===== Kaynak Metin =====
Cezayir, Kuzey Afrika'daki en iyi korunmuş arkeolojik destinasyonlar arasındadır. Akdeniz kıyılarını kucaklayan verimli topraklarda, Constantine, Oran ve başkent Cezayir gibi tarihi şehirler bulunmaktadır. Djemila ve Timgad gibi antik Roma kentleri UNESCO Dünya Mirası alanları arasındadır. Cezayir ayrıca Osmanlı’nın belirgin izlerini taşır. Az bilinen, az gezilen bu ülkede keşfedilecek çok şey bulacaksınız.
Kelime anlamı “Adalar” olan dört milyon nüfuslu başkent Cezayir, yüksek tepelerle çevrili bir körfezin kıyısına kurulmuş. Ünlü Fransız yazar Guy de Maupassant başkent ile ilgili şunları söylemiş: “Göz kamaştırıcı ışığın altında uzanan bu şehir çok güzeldir.” Gerçekten şehre gelenler, arkada yükselen ormanlık tepelerden kıyıya doğru süzülmüş gibi görünen beyaz boyalı çok sayıda yapının etkileyici görüntüsü ile karşılaşır. Peki bu zarif şehrin bir zamanlar Fransa’ya başkentlik yaptığını biliyor muydunuz? İkinci Dünya Savaşı’nın en zor günlerinde Londra’ya kaçan Fransız Hükümeti, başkent olarak o dönem Fransız toprağı olan Cezayir’i ilan etmiş. Şehirde kolonyal binalardan kiliselere, dükkan tabelalarından baget ekmeklere kadar Fransız etkisi bugün de görülebiliyor.
===== Verilen Kayıtlar =====
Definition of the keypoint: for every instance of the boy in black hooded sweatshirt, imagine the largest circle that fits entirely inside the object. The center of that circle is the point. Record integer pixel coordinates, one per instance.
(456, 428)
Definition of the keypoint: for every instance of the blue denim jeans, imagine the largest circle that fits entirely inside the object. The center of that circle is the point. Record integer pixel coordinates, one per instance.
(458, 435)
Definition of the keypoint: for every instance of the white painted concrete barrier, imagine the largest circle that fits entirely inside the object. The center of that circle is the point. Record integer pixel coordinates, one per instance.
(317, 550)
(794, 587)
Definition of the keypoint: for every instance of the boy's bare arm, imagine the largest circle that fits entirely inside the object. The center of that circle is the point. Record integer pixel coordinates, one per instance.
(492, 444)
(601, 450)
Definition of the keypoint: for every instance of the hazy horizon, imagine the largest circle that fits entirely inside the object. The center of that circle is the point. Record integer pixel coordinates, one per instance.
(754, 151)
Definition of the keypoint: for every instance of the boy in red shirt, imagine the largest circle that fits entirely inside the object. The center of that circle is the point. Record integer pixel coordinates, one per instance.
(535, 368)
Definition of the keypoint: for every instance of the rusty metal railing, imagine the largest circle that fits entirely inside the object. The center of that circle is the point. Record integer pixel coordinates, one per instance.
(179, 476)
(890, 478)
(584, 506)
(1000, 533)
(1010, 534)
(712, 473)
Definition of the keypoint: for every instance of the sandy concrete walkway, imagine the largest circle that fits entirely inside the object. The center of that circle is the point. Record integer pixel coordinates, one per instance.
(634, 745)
=====
Yapılacak İş:
Cezayir'i anlatan metne göre başkentte Fransız etkisinin bugün de görüldüğü şeyler nelerdir? Hepsini sırala. Kayıtların burada hiçbir rolü yok.

Sorunun Cevabı:
- Kolonyal binalar
- Kiliseler
- Dükkan tabelaları
- Baget ekmekler